** Exercise aim **
Once you reach the line containing "Locate the plant", write out that line and every remaining line of the records exactly.

....

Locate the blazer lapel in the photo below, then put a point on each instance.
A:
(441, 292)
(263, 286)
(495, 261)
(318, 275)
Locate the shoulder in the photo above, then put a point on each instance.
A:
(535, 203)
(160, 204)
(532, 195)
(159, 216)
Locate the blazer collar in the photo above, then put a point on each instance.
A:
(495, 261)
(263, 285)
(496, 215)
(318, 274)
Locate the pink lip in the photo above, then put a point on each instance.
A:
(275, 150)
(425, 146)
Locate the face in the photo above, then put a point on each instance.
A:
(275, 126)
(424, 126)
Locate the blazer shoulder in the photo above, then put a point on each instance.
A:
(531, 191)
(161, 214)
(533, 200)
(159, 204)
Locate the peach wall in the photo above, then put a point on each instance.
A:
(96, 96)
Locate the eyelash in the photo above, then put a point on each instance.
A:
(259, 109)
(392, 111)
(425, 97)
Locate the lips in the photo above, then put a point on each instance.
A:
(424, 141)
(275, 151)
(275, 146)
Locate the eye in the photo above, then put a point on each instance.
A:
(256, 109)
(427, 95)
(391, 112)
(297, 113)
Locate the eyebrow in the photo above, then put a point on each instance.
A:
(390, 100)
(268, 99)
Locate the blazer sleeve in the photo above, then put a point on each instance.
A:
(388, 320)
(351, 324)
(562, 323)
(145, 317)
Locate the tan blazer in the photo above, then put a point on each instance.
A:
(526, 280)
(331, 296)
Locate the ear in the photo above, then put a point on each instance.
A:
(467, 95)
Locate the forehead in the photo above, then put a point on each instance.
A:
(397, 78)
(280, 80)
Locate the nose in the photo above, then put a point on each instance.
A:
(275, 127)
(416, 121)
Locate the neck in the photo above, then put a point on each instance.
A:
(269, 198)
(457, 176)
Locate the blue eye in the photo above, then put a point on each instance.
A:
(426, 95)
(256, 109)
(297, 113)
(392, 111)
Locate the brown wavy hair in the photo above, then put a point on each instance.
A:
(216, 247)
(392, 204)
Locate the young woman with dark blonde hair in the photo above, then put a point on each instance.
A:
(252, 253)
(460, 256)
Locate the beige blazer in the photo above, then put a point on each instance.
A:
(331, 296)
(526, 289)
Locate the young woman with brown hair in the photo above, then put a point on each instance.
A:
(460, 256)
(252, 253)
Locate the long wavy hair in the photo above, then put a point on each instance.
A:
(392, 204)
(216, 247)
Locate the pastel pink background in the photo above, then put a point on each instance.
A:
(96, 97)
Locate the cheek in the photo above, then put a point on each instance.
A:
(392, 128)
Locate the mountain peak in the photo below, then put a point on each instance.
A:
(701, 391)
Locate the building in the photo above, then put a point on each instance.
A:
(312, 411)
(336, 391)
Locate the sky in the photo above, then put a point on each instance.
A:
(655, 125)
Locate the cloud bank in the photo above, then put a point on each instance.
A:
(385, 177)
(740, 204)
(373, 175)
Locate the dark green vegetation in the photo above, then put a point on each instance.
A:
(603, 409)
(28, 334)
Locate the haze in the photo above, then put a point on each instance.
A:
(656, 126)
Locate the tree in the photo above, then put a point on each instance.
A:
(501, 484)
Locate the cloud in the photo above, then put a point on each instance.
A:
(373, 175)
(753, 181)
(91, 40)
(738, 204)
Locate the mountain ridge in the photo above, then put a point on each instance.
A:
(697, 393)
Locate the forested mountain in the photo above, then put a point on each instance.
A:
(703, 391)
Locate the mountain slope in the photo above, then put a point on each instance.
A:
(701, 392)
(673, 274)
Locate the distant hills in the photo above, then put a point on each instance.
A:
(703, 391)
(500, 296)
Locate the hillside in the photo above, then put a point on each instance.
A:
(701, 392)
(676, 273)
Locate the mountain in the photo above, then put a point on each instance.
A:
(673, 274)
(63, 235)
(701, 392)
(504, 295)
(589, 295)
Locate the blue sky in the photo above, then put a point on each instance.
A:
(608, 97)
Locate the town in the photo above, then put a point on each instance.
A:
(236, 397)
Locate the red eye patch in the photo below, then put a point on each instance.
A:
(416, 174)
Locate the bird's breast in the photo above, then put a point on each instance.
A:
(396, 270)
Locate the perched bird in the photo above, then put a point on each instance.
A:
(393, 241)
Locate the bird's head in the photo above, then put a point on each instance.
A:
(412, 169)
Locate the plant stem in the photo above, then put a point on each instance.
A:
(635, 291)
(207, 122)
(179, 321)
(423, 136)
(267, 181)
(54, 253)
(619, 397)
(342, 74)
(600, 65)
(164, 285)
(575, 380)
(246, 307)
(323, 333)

....

** Output below **
Locate the plant stem in the photo above, then put a point on each instance.
A:
(635, 291)
(207, 122)
(179, 321)
(423, 136)
(267, 181)
(54, 253)
(619, 397)
(342, 74)
(600, 65)
(164, 285)
(575, 380)
(246, 307)
(323, 333)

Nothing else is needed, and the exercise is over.